Gin & Tonic Pound Cake

gin and tonic cake hero shot

Gin and Tonic Pound Cake

I spend a lot of time in Santander in the North of Spain. There are a lot of drinks that are popular in Spain but BY FAR the gin & tonic is the most loved cocktail.  For this cake I’ve taken one of my favorite pound cake recipes and replaced the soda pop-leavening with tonic water.  There’s a subtle tonicy taste in each sweet and buttery bite and then there’s a bit of ZING from the lime.

Juniper Berries

Juniper berries are the dominant flavor in gin. In Spain it’s very common to put a few fresh or dried juniper berries in a glass of gin and tonic as garnish. They’re very fragrant and add to the experience!

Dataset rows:

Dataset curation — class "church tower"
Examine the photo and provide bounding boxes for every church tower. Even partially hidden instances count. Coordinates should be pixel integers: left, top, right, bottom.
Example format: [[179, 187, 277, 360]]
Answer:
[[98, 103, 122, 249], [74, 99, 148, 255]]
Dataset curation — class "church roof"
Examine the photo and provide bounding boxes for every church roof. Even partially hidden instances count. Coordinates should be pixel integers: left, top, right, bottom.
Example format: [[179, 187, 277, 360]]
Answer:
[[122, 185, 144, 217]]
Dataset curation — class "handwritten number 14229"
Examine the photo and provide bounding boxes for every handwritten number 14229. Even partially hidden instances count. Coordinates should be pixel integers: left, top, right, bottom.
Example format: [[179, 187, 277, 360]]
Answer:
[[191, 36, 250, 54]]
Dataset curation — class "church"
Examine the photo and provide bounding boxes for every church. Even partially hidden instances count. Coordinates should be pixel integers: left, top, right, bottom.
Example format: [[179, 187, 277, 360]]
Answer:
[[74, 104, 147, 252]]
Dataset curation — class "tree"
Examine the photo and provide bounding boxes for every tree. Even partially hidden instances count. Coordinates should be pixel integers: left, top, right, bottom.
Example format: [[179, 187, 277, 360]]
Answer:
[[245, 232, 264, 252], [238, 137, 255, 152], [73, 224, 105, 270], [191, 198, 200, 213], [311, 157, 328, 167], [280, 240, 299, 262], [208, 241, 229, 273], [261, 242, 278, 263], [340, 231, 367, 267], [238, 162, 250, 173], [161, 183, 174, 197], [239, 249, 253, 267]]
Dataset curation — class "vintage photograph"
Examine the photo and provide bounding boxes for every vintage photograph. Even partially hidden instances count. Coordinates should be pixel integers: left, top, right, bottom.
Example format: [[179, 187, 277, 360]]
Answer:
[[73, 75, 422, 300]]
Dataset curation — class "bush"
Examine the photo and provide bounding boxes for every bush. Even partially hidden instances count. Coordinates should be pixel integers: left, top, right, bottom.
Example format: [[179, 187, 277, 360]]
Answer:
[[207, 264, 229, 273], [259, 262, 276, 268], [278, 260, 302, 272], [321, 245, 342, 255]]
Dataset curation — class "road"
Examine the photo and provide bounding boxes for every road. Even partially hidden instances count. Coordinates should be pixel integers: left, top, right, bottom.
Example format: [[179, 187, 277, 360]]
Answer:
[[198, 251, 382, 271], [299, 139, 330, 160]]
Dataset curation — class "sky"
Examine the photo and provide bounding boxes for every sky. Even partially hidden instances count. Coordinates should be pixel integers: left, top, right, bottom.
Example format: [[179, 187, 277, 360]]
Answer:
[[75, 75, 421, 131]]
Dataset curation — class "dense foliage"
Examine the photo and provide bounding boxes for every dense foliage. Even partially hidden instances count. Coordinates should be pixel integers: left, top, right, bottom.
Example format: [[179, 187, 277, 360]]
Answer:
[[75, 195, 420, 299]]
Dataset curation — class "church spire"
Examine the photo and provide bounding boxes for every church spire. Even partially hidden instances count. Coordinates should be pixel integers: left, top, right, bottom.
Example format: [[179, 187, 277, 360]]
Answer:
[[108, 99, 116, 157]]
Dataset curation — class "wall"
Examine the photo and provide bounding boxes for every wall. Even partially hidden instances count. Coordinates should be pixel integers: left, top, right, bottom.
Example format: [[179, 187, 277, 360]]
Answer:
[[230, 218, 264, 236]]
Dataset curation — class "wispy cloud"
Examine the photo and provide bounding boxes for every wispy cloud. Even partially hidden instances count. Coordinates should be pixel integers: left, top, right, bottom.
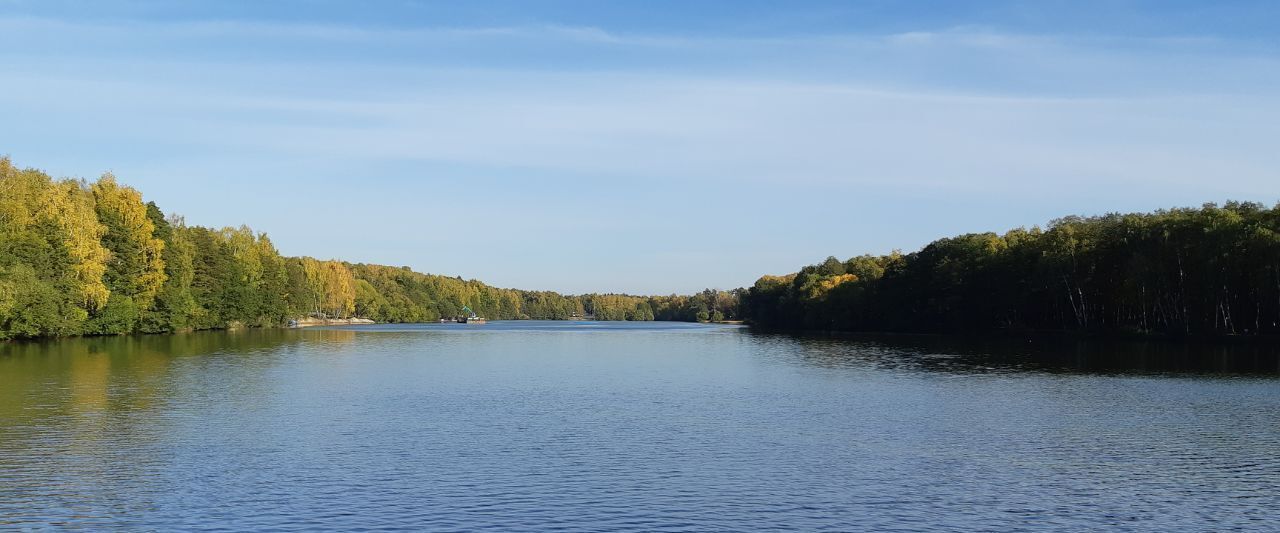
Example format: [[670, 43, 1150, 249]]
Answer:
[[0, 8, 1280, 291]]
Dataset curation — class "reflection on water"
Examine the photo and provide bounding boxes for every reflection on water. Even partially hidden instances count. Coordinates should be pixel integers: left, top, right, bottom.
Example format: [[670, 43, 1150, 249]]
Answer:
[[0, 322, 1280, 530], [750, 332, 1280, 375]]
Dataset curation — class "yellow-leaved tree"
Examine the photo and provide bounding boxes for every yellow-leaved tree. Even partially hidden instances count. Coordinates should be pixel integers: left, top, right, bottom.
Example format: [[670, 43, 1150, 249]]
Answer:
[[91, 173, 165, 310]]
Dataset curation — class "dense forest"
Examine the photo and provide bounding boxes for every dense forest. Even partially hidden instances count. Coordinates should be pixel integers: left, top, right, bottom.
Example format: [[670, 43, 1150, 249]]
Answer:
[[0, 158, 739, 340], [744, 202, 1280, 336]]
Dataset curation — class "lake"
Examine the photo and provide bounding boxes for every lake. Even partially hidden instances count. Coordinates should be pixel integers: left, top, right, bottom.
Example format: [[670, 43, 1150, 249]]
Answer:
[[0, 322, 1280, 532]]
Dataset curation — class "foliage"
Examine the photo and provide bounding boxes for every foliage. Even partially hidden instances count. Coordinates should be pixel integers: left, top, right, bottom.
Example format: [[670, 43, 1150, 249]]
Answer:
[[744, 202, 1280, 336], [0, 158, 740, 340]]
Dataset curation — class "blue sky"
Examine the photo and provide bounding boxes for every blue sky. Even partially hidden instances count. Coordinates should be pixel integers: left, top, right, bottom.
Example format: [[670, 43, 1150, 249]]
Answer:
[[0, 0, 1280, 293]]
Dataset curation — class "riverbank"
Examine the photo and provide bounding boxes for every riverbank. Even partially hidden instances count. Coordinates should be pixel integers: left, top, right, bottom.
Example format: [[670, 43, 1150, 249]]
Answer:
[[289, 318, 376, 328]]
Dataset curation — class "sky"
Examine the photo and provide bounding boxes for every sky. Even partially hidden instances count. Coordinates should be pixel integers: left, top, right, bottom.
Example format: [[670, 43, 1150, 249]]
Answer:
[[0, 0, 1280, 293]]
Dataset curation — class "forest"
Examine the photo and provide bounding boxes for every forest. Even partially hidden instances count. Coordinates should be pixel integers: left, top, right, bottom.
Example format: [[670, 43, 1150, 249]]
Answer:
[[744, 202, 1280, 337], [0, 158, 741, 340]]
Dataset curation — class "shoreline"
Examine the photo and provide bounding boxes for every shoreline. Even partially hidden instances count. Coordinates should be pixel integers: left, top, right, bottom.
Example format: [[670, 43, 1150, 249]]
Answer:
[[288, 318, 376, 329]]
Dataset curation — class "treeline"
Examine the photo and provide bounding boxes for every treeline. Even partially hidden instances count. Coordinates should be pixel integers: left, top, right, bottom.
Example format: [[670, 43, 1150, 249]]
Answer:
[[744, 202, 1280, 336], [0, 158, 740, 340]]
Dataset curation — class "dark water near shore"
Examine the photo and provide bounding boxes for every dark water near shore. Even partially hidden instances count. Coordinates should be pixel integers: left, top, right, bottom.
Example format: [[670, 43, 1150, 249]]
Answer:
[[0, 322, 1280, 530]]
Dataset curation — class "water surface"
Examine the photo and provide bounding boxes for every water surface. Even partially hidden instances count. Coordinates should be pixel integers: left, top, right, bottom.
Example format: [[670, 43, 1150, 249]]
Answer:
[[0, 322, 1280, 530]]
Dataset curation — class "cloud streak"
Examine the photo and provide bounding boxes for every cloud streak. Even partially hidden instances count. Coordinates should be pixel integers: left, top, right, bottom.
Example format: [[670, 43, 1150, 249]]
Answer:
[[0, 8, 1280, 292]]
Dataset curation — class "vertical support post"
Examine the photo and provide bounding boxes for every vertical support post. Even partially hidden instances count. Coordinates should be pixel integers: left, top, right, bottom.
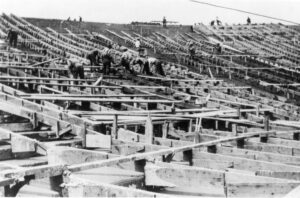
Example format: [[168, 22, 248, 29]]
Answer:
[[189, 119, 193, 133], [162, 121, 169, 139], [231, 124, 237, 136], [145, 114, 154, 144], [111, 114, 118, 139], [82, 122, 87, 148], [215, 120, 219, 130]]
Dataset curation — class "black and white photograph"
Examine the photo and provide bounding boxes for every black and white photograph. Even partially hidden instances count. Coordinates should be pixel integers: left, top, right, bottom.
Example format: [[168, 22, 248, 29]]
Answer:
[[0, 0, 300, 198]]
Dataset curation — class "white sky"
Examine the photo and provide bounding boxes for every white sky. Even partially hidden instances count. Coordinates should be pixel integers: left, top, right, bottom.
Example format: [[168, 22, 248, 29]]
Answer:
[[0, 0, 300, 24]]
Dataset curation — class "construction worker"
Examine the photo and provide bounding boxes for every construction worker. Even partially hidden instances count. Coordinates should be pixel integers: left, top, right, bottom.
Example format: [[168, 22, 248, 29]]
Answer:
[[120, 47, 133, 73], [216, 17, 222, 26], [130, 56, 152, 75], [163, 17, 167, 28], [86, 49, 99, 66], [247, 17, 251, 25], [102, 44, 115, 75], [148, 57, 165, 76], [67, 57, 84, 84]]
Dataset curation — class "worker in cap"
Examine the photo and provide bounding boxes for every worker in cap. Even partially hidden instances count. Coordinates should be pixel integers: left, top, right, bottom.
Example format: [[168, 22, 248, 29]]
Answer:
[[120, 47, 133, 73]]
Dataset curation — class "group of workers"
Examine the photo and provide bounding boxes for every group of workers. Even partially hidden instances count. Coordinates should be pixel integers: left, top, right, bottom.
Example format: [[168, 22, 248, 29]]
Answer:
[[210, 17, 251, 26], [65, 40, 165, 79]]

TASK BRIEF: Reproduce the gin and tonic pound cake passage word for word from "I spend a lot" up to and including "from the lime.". These lines come from a separate source.

SOLVED EXERCISE:
I spend a lot of time in Santander in the North of Spain. There are a lot of drinks that are popular in Spain but BY FAR the gin & tonic is the most loved cocktail.  For this cake I’ve taken one of my favorite pound cake recipes and replaced the soda pop-leavening with tonic water.  There’s a subtle tonicy taste in each sweet and buttery bite and then there’s a bit of ZING from the lime.